Turn the material below into a Markdown table with the columns Row and Line. Give each line its own row, numbered in order, and leave out any blank lines.

——

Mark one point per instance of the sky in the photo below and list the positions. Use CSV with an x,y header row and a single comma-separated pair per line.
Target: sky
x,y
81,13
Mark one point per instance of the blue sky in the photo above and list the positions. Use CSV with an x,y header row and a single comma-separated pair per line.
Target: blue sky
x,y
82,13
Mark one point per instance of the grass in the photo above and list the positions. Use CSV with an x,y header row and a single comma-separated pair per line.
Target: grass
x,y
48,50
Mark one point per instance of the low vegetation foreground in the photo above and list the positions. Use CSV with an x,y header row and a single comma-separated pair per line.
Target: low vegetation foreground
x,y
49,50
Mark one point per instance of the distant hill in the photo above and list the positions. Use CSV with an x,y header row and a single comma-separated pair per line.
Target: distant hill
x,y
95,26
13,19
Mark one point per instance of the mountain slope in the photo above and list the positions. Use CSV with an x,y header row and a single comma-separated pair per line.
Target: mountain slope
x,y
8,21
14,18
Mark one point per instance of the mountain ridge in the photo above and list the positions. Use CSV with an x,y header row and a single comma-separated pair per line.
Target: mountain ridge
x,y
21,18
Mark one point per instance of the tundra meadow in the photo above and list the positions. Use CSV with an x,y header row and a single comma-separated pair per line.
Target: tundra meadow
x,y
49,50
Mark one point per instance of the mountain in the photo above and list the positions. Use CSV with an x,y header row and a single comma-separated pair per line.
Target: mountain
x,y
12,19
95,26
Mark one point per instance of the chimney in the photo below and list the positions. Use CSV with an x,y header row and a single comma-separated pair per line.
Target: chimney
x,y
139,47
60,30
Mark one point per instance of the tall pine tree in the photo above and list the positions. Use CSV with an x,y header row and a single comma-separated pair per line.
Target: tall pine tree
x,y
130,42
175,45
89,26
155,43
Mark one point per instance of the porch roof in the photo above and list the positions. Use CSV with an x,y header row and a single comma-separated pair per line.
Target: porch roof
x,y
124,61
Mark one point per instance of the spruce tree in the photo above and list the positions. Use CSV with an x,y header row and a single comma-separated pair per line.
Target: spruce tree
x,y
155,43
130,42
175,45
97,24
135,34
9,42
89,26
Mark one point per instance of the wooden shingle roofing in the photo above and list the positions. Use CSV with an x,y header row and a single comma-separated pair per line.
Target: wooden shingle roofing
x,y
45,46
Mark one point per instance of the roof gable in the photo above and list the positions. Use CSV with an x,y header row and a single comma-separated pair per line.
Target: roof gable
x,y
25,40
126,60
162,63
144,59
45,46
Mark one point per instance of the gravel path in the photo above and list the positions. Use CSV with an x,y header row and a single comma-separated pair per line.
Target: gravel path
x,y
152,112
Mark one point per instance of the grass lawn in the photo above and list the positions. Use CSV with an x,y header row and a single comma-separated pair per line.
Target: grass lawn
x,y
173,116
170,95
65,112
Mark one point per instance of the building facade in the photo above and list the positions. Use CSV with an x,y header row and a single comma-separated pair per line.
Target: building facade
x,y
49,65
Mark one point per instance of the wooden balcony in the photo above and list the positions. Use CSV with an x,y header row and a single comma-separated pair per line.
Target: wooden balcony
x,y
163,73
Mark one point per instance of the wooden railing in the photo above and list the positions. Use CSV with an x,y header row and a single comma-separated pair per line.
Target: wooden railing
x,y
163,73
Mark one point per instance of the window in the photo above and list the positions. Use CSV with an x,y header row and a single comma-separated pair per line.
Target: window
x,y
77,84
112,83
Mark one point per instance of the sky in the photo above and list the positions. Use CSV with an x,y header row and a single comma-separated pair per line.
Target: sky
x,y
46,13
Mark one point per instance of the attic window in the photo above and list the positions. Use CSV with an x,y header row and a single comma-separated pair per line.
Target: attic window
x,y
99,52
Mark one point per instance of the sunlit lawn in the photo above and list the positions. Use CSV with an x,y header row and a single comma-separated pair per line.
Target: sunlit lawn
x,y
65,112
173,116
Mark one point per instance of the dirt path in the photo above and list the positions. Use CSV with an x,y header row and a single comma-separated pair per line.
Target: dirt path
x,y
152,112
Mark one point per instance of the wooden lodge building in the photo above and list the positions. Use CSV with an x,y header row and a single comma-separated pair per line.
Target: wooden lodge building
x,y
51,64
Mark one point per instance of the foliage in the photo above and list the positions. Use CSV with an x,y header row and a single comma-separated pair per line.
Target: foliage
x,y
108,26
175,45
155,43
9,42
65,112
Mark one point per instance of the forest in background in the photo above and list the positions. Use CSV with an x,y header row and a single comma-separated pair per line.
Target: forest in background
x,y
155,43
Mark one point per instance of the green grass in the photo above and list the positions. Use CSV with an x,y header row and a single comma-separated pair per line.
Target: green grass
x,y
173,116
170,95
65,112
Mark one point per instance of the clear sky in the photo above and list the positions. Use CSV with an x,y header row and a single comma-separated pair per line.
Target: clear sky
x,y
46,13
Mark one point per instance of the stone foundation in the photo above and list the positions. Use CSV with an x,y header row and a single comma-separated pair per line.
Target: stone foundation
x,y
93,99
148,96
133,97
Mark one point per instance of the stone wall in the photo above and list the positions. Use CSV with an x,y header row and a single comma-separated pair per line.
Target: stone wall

——

Solution to the exercise ▸
| Row | Line |
|---|---|
| 1 | Mark one point per instance of the sky in the photo below and list the positions. Use CSV with an x,y header row and a single comma-separated pair per line. |
| 2 | Target: sky |
| 3 | x,y |
| 4 | 81,13 |
| 5 | Mark one point per instance of the blue sky in the photo above and list the positions. Use CSV with an x,y header row and a single comma-separated pair per line. |
| 6 | Target: blue sky |
| 7 | x,y |
| 8 | 82,13 |
| 9 | Mark one point per instance of the grass in the photo above and list the positions. Use CSV with an x,y header row and a single comma-separated pair per line. |
| 10 | Target: grass |
| 11 | x,y |
| 12 | 48,50 |
| 13 | Mark one point per instance of the low vegetation foreground in the photo above and list the positions. Use CSV with an x,y header row and a single comma-separated pair per line. |
| 14 | Target: low vegetation foreground |
| 15 | x,y |
| 16 | 49,50 |
| 17 | Mark one point per instance of the distant hill in the photo above and list the positions. Use CSV with an x,y header row and a single comma-separated pair per line. |
| 18 | Target: distant hill |
| 19 | x,y |
| 20 | 95,26 |
| 21 | 13,19 |
| 22 | Mark one point per instance of the mountain slope in the photo above and list the positions. Use CSV with an x,y header row and a single comma-separated pair per line. |
| 23 | Target: mountain slope |
| 24 | x,y |
| 25 | 8,21 |
| 26 | 14,18 |
| 27 | Mark one point per instance of the mountain ridge in the photo above and list the positions. Use CSV with an x,y header row and a single comma-separated pair per line. |
| 28 | Target: mountain ridge |
| 29 | x,y |
| 30 | 21,18 |
| 31 | Mark one point per instance of the tundra meadow in the photo above and list the positions. Use CSV with an x,y header row and a single comma-separated pair per line. |
| 32 | Target: tundra meadow |
| 33 | x,y |
| 34 | 49,50 |
| 35 | Mark one point per instance of the mountain in the photo above and list the positions. Use CSV with an x,y header row and a single comma-separated pair per line. |
| 36 | Target: mountain |
| 37 | x,y |
| 38 | 12,19 |
| 39 | 95,26 |
| 40 | Mark one point per instance of the chimney in the photo below and list the positions. Use CSV with an x,y header row and a single comma-separated pair per line. |
| 41 | Target: chimney |
| 42 | x,y |
| 43 | 139,47 |
| 44 | 60,30 |
| 45 | Mark one point per instance of the tall pine tree in the photo above and list the positions. Use CSV with an x,y header row and a single comma-separated pair per line. |
| 46 | Target: tall pine tree |
| 47 | x,y |
| 48 | 130,42 |
| 49 | 175,45 |
| 50 | 89,26 |
| 51 | 155,43 |
| 52 | Mark one point per instance of the porch roof in the photo above and list the positions. Use CSV with an x,y header row and a single comma-separated pair per line. |
| 53 | Target: porch roof |
| 54 | x,y |
| 55 | 124,61 |
| 56 | Mark one point per instance of the spruce tree in the photo above and list the positions. Use CSV with an x,y header row and a single comma-separated pair per line. |
| 57 | Target: spruce tree |
| 58 | x,y |
| 59 | 155,43 |
| 60 | 130,42 |
| 61 | 175,45 |
| 62 | 97,24 |
| 63 | 135,34 |
| 64 | 9,42 |
| 65 | 89,26 |
| 66 | Mark one point per instance of the wooden shingle roofing in the photo above and list the positions. Use CSV with an x,y header row and a single comma-separated pair per line. |
| 67 | Target: wooden shingle roofing |
| 68 | x,y |
| 69 | 45,46 |
| 70 | Mark one point per instance of the roof gable in the photo above and list the positions. Use CSV with an x,y header row and a single comma-separated pair per line. |
| 71 | Target: roof gable |
| 72 | x,y |
| 73 | 25,40 |
| 74 | 126,60 |
| 75 | 162,63 |
| 76 | 144,59 |
| 77 | 45,46 |
| 78 | Mark one point per instance of the gravel path in the photo above and list the positions. Use CSV with an x,y header row and a single comma-separated pair per line. |
| 79 | Target: gravel path |
| 80 | x,y |
| 81 | 152,112 |
| 82 | Mark one point per instance of the grass lawn in the photo above and list the positions. Use CSV with an x,y header row and a single comma-separated pair per line. |
| 83 | Target: grass lawn |
| 84 | x,y |
| 85 | 173,116 |
| 86 | 170,95 |
| 87 | 65,112 |
| 88 | Mark one point per instance of the building facade in the photo above and list the positions. Use CSV with an x,y header row and a single comma-separated pair per line. |
| 89 | Target: building facade |
| 90 | x,y |
| 91 | 49,65 |
| 92 | Mark one point per instance of the wooden balcony in the photo above and list the positions. Use CSV with an x,y header row and a single comma-separated pair per line. |
| 93 | Target: wooden balcony |
| 94 | x,y |
| 95 | 163,73 |
| 96 | Mark one point per instance of the wooden railing in the photo above and list the positions. Use CSV with an x,y header row and a single comma-separated pair per line. |
| 97 | Target: wooden railing |
| 98 | x,y |
| 99 | 163,73 |
| 100 | Mark one point per instance of the window in the photo above and list the positions. Use CSV with an x,y header row and a single comma-separated pair per line. |
| 101 | Target: window |
| 102 | x,y |
| 103 | 77,84 |
| 104 | 112,83 |
| 105 | Mark one point per instance of the sky in the photo above and list the positions. Use CSV with an x,y header row and a single comma-separated pair per line. |
| 106 | Target: sky |
| 107 | x,y |
| 108 | 46,13 |
| 109 | Mark one point per instance of the attic window in the photo above and list the positions. Use CSV with an x,y header row and a single comma-separated pair per line. |
| 110 | Target: attic window |
| 111 | x,y |
| 112 | 99,52 |
| 113 | Mark one point per instance of the sunlit lawn in the photo above and list the positions. Use CSV with an x,y header row and a single comma-separated pair per line. |
| 114 | Target: sunlit lawn |
| 115 | x,y |
| 116 | 65,112 |
| 117 | 173,116 |
| 118 | Mark one point per instance of the dirt path in the photo above and list the positions. Use CSV with an x,y header row and a single comma-separated pair per line. |
| 119 | Target: dirt path |
| 120 | x,y |
| 121 | 152,112 |
| 122 | Mark one point per instance of the wooden lodge building in the photo above and list the positions. Use CSV with an x,y header row and a single comma-separated pair per line. |
| 123 | Target: wooden lodge building |
| 124 | x,y |
| 125 | 51,64 |
| 126 | Mark one point per instance of the foliage in the photo above and list the positions. Use CSV with an x,y header row and a single comma-separated pair per line. |
| 127 | Target: foliage |
| 128 | x,y |
| 129 | 108,26 |
| 130 | 175,45 |
| 131 | 155,43 |
| 132 | 9,42 |
| 133 | 65,112 |
| 134 | Mark one point per instance of the forest in background in the photo above and list the positions. Use CSV with an x,y header row and a single comma-separated pair per line. |
| 135 | Target: forest in background |
| 136 | x,y |
| 137 | 155,43 |
| 138 | Mark one point per instance of the green grass in the photo above and list the positions. Use CSV with an x,y header row and a single comma-separated pair per line. |
| 139 | Target: green grass |
| 140 | x,y |
| 141 | 173,116 |
| 142 | 170,95 |
| 143 | 65,112 |
| 144 | Mark one point per instance of the clear sky in the photo above and list the positions. Use CSV with an x,y header row and a single comma-separated pair per line. |
| 145 | Target: clear sky |
| 146 | x,y |
| 147 | 46,13 |
| 148 | Mark one point per instance of the stone foundation in the photo above and list the positions. Use CSV with an x,y header row and a single comma-separated pair per line. |
| 149 | Target: stone foundation |
| 150 | x,y |
| 151 | 93,99 |
| 152 | 148,96 |
| 153 | 133,97 |
| 154 | Mark one point per instance of the stone wall in the photo above and list the positions. Use CSV with an x,y header row and a single comma-separated pair per line. |
| 155 | Target: stone wall |